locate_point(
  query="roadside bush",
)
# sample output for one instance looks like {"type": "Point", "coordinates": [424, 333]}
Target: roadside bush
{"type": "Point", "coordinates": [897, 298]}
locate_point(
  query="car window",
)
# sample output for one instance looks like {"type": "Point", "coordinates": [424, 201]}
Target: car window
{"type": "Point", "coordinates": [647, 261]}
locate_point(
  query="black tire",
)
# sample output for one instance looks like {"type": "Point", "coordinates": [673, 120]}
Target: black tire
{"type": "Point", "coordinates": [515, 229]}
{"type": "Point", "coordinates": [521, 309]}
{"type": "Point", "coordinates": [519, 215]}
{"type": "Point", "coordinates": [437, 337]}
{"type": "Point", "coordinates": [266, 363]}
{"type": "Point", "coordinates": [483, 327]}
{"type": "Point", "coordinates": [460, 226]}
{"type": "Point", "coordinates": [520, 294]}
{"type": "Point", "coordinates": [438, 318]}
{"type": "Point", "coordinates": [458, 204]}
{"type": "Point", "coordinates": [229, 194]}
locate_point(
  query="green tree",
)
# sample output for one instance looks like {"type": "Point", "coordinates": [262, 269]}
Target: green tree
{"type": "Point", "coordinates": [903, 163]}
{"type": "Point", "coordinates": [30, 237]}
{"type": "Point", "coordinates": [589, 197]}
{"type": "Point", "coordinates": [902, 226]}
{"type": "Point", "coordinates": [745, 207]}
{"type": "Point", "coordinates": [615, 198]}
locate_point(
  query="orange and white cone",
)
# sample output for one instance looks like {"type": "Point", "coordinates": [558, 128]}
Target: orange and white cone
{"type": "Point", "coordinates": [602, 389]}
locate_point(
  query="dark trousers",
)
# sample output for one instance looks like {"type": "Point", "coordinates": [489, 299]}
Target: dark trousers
━━━━━━━━━━━━━━━━━━━━━━━━━━━━━━
Repeat all of the records above exactly as they appear.

locate_point(
  query="roadside bush",
)
# sample output for one instance looks like {"type": "Point", "coordinates": [424, 333]}
Target: roadside bush
{"type": "Point", "coordinates": [897, 298]}
locate_point(
  query="car window",
)
# sample output for one instance looks like {"type": "Point", "coordinates": [424, 201]}
Target: car window
{"type": "Point", "coordinates": [647, 261]}
locate_point(
  query="black tire",
)
# sample output for one instance looks like {"type": "Point", "coordinates": [673, 120]}
Target: black tire
{"type": "Point", "coordinates": [515, 229]}
{"type": "Point", "coordinates": [521, 309]}
{"type": "Point", "coordinates": [519, 215]}
{"type": "Point", "coordinates": [437, 337]}
{"type": "Point", "coordinates": [266, 363]}
{"type": "Point", "coordinates": [483, 327]}
{"type": "Point", "coordinates": [460, 226]}
{"type": "Point", "coordinates": [520, 294]}
{"type": "Point", "coordinates": [438, 318]}
{"type": "Point", "coordinates": [458, 204]}
{"type": "Point", "coordinates": [229, 194]}
locate_point(
  query="green tree",
)
# sample output for one instance looks like {"type": "Point", "coordinates": [262, 269]}
Target: green tree
{"type": "Point", "coordinates": [903, 163]}
{"type": "Point", "coordinates": [30, 237]}
{"type": "Point", "coordinates": [589, 197]}
{"type": "Point", "coordinates": [902, 226]}
{"type": "Point", "coordinates": [745, 207]}
{"type": "Point", "coordinates": [615, 198]}
locate_point(
  query="orange and white cone",
)
# sample output for one instance looks like {"type": "Point", "coordinates": [558, 128]}
Target: orange and white cone
{"type": "Point", "coordinates": [602, 389]}
locate_point(
  query="dark trousers",
)
# sample output for one instance looks like {"type": "Point", "coordinates": [489, 299]}
Target: dark trousers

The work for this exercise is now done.